▸ **WHAT TO PRODUCE**
Below are several records. Retype exactly those lines running from the one with "statue's arm, one" through the one with "Target: pointed petal tip", end lines included, and no others.

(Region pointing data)
· · · ·

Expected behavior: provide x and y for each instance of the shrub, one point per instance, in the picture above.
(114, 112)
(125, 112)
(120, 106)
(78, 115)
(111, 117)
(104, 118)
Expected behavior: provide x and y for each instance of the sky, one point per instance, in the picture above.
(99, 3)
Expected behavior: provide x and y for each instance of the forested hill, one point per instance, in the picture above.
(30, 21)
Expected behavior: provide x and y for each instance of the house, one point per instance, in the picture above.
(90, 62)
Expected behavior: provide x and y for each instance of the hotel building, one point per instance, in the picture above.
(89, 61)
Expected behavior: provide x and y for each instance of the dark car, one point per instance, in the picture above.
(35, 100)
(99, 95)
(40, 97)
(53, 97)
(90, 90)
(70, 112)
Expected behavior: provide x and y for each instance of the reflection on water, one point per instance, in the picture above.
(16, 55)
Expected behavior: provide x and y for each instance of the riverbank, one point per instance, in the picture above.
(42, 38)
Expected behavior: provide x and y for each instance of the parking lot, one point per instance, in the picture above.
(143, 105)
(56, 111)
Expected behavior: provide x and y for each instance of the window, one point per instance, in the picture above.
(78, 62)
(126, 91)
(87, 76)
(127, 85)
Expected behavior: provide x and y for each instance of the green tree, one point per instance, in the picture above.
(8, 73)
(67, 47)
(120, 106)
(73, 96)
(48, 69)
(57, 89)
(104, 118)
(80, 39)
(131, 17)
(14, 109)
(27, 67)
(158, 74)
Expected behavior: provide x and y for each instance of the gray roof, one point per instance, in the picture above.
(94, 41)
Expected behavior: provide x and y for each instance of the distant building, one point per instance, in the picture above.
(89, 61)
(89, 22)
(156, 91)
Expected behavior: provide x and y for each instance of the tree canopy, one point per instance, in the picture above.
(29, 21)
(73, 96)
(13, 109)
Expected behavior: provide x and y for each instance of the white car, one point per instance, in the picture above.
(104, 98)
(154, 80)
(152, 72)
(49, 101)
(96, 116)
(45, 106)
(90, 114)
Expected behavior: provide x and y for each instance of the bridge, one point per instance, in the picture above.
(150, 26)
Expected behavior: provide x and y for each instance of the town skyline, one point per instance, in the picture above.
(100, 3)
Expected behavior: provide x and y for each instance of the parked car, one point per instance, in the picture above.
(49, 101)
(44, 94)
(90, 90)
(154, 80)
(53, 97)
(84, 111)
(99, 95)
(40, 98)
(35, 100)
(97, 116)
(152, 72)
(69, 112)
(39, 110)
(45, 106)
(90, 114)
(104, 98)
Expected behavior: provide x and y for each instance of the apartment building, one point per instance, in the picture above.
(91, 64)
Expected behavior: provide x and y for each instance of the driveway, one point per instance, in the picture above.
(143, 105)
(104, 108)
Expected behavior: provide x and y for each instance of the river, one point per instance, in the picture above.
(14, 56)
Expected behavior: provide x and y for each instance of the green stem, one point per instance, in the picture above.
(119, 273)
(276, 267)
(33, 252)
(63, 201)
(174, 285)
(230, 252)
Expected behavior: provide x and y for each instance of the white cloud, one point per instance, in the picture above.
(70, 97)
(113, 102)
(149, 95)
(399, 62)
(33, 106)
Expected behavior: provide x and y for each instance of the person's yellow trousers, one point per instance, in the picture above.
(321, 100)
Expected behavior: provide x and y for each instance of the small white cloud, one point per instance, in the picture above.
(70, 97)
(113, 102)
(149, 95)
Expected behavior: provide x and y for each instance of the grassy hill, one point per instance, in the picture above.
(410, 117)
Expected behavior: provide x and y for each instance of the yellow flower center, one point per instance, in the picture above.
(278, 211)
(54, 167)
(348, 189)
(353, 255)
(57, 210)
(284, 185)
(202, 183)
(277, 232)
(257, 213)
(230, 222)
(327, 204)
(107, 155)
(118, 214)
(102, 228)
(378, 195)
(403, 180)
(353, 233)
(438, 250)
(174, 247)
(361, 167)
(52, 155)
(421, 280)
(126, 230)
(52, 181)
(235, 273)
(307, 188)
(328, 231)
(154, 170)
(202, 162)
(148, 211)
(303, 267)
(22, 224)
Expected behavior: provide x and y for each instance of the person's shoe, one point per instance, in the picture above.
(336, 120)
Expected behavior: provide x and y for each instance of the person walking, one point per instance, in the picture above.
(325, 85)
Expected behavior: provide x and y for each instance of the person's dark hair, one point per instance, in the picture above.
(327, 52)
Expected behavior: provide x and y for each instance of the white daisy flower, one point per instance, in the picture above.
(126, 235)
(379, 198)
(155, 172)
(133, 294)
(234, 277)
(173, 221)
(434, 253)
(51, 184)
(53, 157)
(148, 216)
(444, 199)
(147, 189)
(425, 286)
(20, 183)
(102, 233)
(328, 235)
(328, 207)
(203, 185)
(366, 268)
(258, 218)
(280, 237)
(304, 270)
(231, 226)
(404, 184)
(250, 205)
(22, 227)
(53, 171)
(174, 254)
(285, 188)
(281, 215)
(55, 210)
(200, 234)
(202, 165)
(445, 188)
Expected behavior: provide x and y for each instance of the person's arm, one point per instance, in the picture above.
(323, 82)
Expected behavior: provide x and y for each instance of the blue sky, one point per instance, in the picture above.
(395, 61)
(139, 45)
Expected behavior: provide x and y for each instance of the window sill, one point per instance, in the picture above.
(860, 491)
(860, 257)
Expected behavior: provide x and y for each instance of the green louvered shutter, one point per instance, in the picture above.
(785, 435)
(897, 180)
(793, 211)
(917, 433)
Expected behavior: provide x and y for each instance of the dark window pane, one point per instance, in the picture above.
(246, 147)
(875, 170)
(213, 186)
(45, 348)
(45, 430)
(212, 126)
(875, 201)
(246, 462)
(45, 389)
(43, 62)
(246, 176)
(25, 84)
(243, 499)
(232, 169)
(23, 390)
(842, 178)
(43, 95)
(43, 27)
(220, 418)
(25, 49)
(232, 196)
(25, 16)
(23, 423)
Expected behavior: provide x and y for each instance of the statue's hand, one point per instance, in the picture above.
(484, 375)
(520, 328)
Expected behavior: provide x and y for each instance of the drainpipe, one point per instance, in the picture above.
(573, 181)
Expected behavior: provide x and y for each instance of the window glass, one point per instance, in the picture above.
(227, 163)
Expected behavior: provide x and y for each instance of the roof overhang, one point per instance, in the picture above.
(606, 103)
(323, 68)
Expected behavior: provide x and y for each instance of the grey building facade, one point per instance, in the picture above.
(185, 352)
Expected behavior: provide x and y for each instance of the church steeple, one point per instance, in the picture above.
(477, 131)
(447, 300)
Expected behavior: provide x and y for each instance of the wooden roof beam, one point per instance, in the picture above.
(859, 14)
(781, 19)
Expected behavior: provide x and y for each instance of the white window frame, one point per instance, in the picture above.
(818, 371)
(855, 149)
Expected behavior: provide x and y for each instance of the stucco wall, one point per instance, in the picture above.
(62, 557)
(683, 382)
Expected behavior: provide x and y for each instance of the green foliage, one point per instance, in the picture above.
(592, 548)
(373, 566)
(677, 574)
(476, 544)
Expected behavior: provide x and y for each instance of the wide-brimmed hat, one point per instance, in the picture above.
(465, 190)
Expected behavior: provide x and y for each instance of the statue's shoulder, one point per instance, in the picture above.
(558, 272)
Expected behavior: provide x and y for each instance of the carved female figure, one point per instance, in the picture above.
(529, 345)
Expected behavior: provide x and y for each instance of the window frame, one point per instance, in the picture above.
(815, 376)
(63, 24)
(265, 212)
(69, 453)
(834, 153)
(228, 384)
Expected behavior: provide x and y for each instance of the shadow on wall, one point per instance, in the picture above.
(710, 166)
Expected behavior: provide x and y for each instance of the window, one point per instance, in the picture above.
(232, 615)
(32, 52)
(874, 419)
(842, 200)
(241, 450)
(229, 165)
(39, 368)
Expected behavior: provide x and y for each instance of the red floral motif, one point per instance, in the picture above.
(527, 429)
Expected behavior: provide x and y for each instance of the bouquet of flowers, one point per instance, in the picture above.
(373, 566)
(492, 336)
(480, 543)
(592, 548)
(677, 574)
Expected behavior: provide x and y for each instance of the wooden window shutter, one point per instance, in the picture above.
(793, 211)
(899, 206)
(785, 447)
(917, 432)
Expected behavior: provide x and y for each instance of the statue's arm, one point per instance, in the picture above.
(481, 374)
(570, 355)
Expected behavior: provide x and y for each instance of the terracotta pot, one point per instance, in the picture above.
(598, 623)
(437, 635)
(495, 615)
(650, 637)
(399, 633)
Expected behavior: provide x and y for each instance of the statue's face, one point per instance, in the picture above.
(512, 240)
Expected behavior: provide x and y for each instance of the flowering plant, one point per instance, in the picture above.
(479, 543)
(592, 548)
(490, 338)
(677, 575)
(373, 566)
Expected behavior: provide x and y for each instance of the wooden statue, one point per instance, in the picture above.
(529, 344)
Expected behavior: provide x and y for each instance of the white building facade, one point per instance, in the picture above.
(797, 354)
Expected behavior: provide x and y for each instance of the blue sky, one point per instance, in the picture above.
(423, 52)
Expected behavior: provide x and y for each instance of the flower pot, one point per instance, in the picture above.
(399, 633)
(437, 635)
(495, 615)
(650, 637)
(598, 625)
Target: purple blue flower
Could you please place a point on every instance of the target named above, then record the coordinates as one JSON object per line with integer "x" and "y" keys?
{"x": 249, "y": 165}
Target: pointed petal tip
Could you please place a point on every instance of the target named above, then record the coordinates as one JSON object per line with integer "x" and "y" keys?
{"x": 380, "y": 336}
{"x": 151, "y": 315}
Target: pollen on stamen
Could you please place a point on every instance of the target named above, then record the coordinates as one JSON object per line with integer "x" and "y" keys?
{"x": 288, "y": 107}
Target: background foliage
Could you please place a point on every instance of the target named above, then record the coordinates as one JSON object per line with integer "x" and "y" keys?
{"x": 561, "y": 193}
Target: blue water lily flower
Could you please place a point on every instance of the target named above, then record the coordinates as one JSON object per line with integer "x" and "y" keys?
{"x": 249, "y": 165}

· · · ·

▸ **SOLUTION**
Expected behavior: provide x and y for each instance of the statue's arm, one point per instance, in the picture above.
(481, 374)
(570, 355)
Expected behavior: provide x and y for each instance of the terracotta pot, one point per instance, in the picture above.
(598, 623)
(437, 635)
(495, 615)
(650, 637)
(399, 633)
Expected behavior: provide x and y for each instance of the statue's face, one point per instance, in the picture above.
(512, 240)
Expected behavior: provide x and y for each instance of the flowering plant, one point per instance, in the picture above.
(479, 543)
(592, 548)
(490, 338)
(677, 575)
(373, 566)
Expected behavior: provide x and y for each instance of the wooden statue, one point per instance, in the picture above.
(529, 344)
Expected behavior: provide x and y for each instance of the white building facade, one point per instance, in the picture above.
(797, 354)
Expected behavior: provide x and y for each instance of the blue sky, one point per instance, in the picture above.
(423, 52)
Expected behavior: provide x and y for each instance of the flower pot, one point per instance, in the picture above.
(399, 633)
(437, 635)
(495, 615)
(650, 637)
(598, 625)
Target: purple blue flower
Could you please place a point on every instance of the target named above, then record the coordinates as one JSON object per line with integer "x" and "y" keys?
{"x": 249, "y": 165}
Target: pointed petal tip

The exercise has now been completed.